▶ _TEXT BLOCK_
I think you have several options:

  1. As described in the comment, don't make your license floating but machine specific by incorporating the unique IDs of all allowed machines in the key. Upon startup check the unique ID of the current machine against the key
  2. Use your current approach but with the difference that the server is not on your side but on customers premise, i.e. a license server the customer needs to install somewhere.
  3. Implement some kind of self check: Each running instance sends its unique ID into the network and in turn listens for the unique IDs of other running instances. The first instance that receives more than four unique IDs via the network shuts itself down. I guess this could be implemented using UDP broadcasts. The implementation of this is not that trivial:

    • You need to make sure that exiting one instance and starting a new one right afterwards doesn't lead to a shutdown elsewhere.
    • Furthermore, you might want to implement a check that the machine is indeed networked

    If I were to implement something like that, I would introduce the following three package types:

    • Start: Instance just started and broadcasts its ID for the first time. All other instances need to broadcast their own ID as an answer. The reason for this is twofold:
      1. Fail fast
      2. Ideally, the instance that has been started last should exit if the maximum number of allowed instances has been exceeded. It would not be ideal if one of the already running instances would shut down.

▶ _STATED EXERCISE A_
In the licensing text, what happens to the first instance that receives more than four unique IDs via the network?

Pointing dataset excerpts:
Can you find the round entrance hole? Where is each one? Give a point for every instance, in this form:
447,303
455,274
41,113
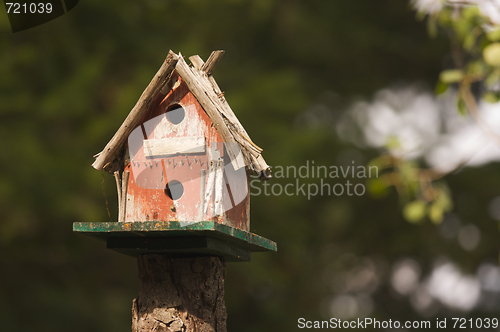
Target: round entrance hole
175,113
174,189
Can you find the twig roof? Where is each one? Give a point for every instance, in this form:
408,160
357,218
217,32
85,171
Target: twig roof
202,85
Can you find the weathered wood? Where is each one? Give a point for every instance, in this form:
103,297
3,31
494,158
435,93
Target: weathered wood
173,145
119,189
196,87
123,202
196,61
112,148
209,66
250,150
180,294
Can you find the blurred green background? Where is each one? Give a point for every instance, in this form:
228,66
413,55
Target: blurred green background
291,72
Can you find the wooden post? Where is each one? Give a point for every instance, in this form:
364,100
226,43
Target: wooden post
180,294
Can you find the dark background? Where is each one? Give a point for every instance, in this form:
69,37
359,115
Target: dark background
66,86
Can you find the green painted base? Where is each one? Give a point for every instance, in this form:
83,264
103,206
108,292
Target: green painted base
205,238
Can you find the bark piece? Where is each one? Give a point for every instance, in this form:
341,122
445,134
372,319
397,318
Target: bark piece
180,294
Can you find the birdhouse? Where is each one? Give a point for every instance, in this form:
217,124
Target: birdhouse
182,161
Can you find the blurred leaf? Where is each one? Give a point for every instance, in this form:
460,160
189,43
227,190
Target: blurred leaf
491,54
492,78
493,35
432,27
470,39
414,211
451,76
440,88
476,69
393,143
378,187
462,109
436,213
490,97
444,198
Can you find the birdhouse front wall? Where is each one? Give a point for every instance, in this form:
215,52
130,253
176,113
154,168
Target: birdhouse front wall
178,166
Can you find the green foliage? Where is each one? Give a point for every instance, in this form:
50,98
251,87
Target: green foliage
67,86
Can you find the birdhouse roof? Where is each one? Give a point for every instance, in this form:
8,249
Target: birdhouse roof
198,78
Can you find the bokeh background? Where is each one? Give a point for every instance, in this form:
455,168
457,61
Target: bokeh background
323,81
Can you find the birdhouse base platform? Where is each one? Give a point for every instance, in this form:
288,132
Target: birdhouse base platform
179,239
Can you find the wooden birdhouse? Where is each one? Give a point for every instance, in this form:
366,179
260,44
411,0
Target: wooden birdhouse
182,161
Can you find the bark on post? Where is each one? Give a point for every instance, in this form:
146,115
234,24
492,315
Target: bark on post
180,294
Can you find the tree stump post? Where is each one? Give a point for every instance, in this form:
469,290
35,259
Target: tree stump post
180,294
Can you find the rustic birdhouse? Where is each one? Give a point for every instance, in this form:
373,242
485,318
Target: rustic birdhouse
182,162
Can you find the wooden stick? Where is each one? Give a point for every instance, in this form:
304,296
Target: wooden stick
196,61
119,189
123,207
209,66
109,152
201,208
196,87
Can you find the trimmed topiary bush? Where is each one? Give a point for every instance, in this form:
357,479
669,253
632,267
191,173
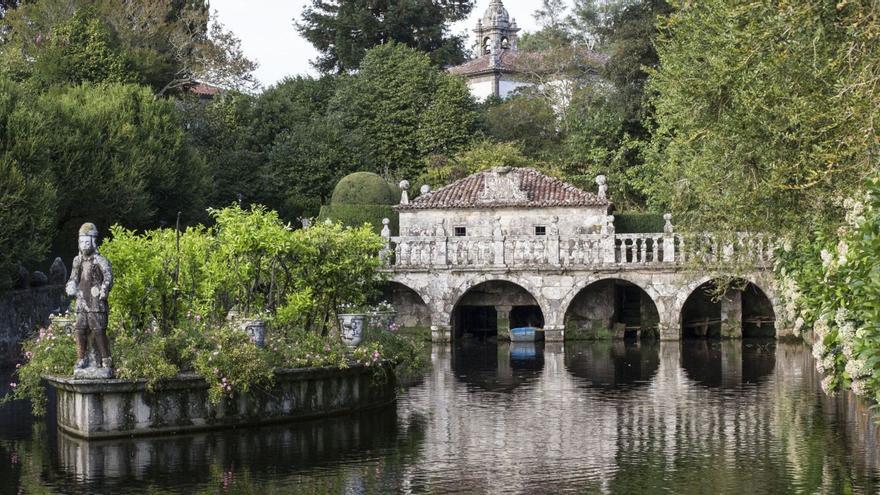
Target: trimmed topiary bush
362,197
638,223
357,215
362,188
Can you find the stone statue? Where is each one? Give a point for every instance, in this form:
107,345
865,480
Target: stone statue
90,282
602,182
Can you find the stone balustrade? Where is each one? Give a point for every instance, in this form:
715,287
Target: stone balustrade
529,251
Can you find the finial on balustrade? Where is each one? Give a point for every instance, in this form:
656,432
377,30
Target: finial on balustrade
602,182
404,187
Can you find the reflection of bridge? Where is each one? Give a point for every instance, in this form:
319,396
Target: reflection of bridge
577,280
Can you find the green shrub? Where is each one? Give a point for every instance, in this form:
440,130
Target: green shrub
358,215
173,292
363,188
638,223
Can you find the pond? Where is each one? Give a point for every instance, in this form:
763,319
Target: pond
593,417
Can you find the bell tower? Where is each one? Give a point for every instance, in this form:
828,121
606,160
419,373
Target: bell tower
496,31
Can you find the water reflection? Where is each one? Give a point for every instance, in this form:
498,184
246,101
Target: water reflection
613,365
603,417
501,366
728,364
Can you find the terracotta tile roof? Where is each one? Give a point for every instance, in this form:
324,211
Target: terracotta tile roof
204,89
518,61
535,190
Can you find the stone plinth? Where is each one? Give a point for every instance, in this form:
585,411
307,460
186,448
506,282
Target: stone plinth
118,408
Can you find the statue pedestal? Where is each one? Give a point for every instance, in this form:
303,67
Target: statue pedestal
92,373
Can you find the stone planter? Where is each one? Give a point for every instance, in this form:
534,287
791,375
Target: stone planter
121,408
351,328
256,330
382,321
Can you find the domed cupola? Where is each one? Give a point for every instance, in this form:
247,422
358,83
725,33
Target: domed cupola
496,15
496,31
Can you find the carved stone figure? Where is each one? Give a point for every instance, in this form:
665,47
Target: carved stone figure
602,182
90,282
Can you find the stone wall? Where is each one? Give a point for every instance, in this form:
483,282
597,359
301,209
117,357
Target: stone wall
22,311
121,408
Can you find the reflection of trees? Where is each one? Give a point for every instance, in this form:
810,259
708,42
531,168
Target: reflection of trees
613,365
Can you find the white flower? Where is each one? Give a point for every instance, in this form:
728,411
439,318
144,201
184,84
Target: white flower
826,258
842,250
858,387
821,328
842,316
857,368
828,362
826,385
818,349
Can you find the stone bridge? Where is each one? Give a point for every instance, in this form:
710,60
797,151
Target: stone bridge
607,282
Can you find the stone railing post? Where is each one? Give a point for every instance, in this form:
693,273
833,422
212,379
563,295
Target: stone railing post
553,243
498,243
385,252
668,239
608,242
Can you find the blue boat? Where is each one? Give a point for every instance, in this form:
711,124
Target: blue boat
526,334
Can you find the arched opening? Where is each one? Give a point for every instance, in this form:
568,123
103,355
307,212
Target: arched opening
611,308
490,309
411,311
739,309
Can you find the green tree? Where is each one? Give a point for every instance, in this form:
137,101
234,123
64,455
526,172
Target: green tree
766,113
395,94
114,152
27,217
166,44
344,31
526,119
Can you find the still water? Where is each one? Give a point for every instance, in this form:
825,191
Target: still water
622,417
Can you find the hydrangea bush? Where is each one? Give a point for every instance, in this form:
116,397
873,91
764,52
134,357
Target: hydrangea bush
830,284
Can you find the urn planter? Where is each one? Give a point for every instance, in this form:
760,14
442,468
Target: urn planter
351,328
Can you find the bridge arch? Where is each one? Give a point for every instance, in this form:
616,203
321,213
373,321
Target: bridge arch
413,309
617,306
749,312
492,299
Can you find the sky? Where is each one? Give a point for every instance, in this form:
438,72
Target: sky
268,36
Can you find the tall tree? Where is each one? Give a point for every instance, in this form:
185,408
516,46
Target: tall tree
343,31
767,112
115,153
407,108
166,44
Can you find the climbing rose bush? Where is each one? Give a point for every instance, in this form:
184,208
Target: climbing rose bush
830,285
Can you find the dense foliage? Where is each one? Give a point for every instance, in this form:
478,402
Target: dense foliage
772,131
175,294
766,115
344,31
164,44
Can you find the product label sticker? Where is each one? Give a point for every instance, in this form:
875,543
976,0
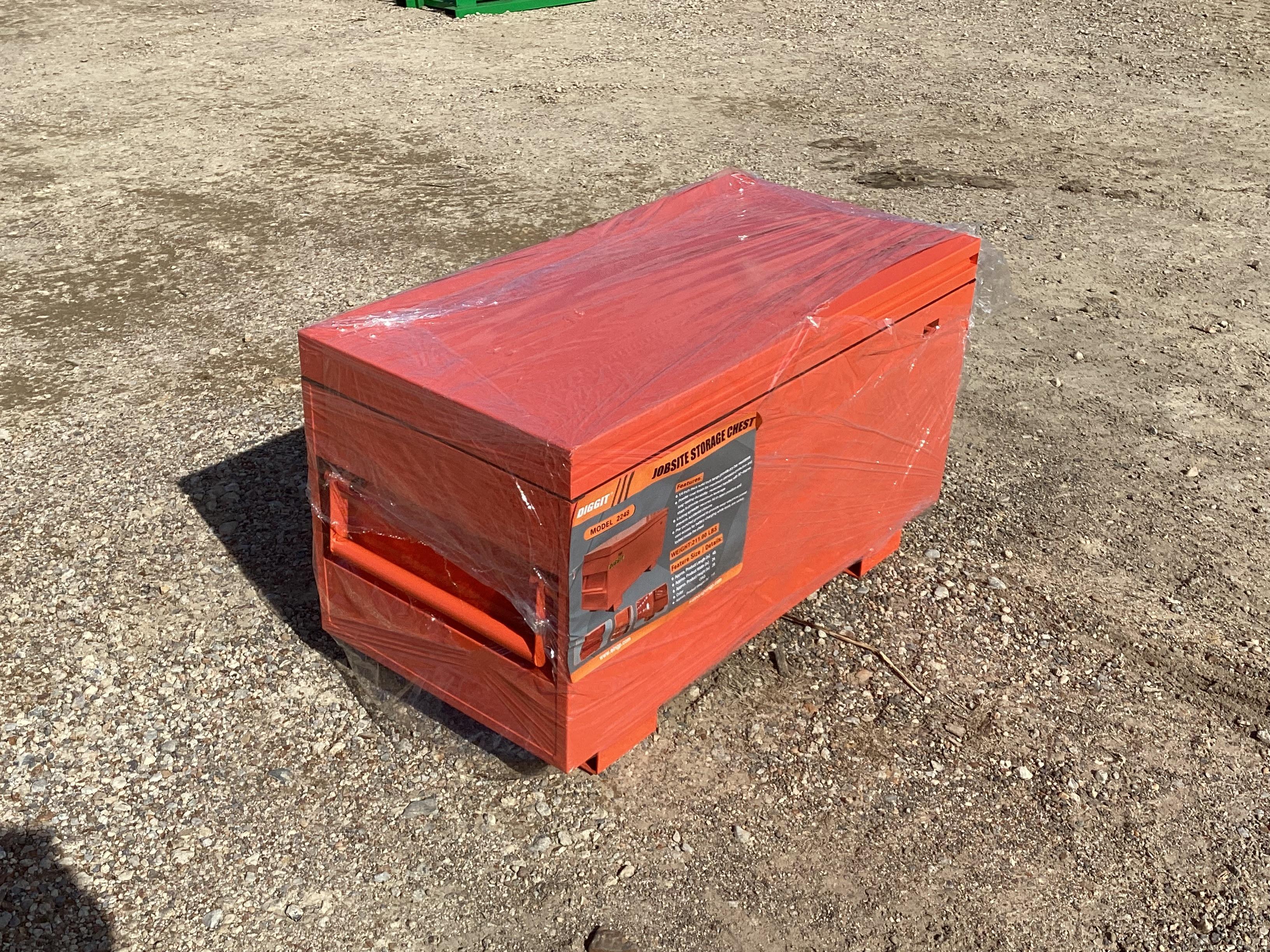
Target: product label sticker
656,537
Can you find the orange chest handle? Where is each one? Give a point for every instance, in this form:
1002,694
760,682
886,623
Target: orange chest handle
436,600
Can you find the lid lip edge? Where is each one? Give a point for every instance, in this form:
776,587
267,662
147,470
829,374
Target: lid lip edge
569,456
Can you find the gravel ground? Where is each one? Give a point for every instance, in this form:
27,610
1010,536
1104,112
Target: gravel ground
189,762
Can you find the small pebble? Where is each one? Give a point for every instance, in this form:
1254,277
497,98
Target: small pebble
427,807
542,843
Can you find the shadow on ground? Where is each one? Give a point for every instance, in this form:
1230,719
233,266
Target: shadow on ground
257,503
41,908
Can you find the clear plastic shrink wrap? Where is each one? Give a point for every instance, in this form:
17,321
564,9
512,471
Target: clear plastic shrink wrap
556,488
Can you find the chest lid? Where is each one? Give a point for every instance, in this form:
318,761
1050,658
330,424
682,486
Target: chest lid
568,362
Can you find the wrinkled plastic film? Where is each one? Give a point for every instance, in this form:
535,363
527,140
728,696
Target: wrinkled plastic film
463,436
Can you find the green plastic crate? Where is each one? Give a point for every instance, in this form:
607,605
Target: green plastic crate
465,8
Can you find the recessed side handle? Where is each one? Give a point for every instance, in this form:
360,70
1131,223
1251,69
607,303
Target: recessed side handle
421,590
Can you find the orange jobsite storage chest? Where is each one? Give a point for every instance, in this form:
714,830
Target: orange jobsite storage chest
557,488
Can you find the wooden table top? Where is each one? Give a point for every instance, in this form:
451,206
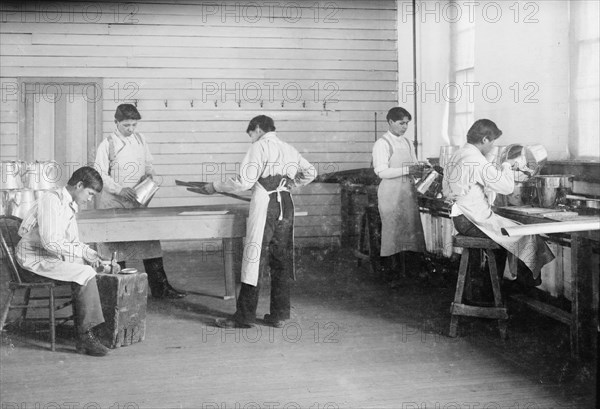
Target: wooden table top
163,223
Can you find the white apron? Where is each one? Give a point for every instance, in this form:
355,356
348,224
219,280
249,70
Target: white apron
401,228
531,249
128,166
32,256
255,229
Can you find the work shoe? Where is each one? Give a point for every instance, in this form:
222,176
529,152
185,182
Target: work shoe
90,345
272,321
170,292
229,323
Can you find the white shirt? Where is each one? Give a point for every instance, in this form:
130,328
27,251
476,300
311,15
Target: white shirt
132,160
269,156
384,148
467,174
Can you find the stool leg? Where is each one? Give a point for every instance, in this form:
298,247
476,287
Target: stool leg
26,303
502,323
6,307
52,320
361,238
460,286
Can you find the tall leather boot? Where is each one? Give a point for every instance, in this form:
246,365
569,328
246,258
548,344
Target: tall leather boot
157,280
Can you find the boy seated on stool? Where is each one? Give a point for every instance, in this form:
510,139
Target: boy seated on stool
50,247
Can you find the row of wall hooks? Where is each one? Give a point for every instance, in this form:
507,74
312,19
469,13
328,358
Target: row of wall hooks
238,102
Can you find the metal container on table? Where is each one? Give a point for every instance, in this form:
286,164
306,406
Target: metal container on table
552,188
446,153
19,202
42,175
145,190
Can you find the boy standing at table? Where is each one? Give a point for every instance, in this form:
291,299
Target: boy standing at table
271,168
124,159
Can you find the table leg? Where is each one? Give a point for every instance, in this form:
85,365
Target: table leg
231,250
585,299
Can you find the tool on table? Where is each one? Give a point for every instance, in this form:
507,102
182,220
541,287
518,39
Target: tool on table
197,187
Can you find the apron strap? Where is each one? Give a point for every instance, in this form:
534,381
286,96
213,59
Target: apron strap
281,188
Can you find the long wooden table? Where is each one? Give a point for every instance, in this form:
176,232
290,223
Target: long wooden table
224,222
583,317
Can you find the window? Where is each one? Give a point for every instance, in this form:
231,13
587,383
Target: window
584,141
462,72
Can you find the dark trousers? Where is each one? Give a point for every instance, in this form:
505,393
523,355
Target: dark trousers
277,252
87,310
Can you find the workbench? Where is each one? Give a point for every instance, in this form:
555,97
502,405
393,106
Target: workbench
224,222
583,316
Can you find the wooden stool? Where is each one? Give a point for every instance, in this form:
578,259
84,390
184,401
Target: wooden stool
457,308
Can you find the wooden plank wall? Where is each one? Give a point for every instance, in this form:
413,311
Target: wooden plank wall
199,70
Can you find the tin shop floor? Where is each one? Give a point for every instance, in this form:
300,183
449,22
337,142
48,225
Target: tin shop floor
352,343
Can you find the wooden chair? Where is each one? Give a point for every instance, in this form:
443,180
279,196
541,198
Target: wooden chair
498,311
9,226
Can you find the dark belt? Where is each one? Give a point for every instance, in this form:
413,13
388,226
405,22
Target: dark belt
272,183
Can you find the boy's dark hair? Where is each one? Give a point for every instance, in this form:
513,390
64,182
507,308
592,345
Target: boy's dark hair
483,128
263,122
398,114
89,177
127,111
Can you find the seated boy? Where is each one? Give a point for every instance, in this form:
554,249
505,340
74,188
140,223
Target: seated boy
50,247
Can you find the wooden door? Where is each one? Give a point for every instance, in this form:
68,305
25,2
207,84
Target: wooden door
60,120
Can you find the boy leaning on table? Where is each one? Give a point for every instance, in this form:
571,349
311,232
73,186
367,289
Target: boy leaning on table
50,247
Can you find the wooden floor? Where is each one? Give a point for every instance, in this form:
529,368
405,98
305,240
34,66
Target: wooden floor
352,343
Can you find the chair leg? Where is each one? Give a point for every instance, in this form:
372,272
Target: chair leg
460,287
6,308
498,302
26,303
52,320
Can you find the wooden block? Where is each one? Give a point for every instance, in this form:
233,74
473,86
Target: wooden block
123,298
475,242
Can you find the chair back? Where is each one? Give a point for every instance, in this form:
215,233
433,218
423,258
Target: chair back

▶ _STATED EXERCISE B_
Copy the records word for word, starting at the line that contains "Can you find the seated" and continuing through the end of the records.

▶ _COMPLETE ANSWER A_
It shuts itself down.

▶ _COMPLETE ANSWER B_
Can you find the seated boy? Where is each one? Give a point for every instance, in this form:
554,249
505,340
74,188
140,223
Target: seated boy
50,247
Can you find the wooden door? Where is each one? Give a point for every instance, in this form:
68,305
25,2
207,84
Target: wooden door
60,120
Can you find the boy leaning on table? Where is each one? Give a point for every instance, in this form:
571,349
311,232
73,186
367,289
Target: boy leaning on table
50,247
Can you find the wooden floor? Where is each one? Give a point for every instance, in this form:
529,368
405,98
305,240
34,66
Target: wooden floor
352,343
Can you find the chair leg? Where is each one? Give a point for every instance, in this form:
372,272
Target: chair leg
460,287
6,308
498,302
26,303
52,320
Can you find the wooden block? Where is each one? Give a point for every instance, in this form:
233,74
473,86
Target: wooden block
123,298
475,242
Can you find the chair back? Where is each one? Give a point for every instance, in this form:
215,233
433,218
423,258
Target: chair back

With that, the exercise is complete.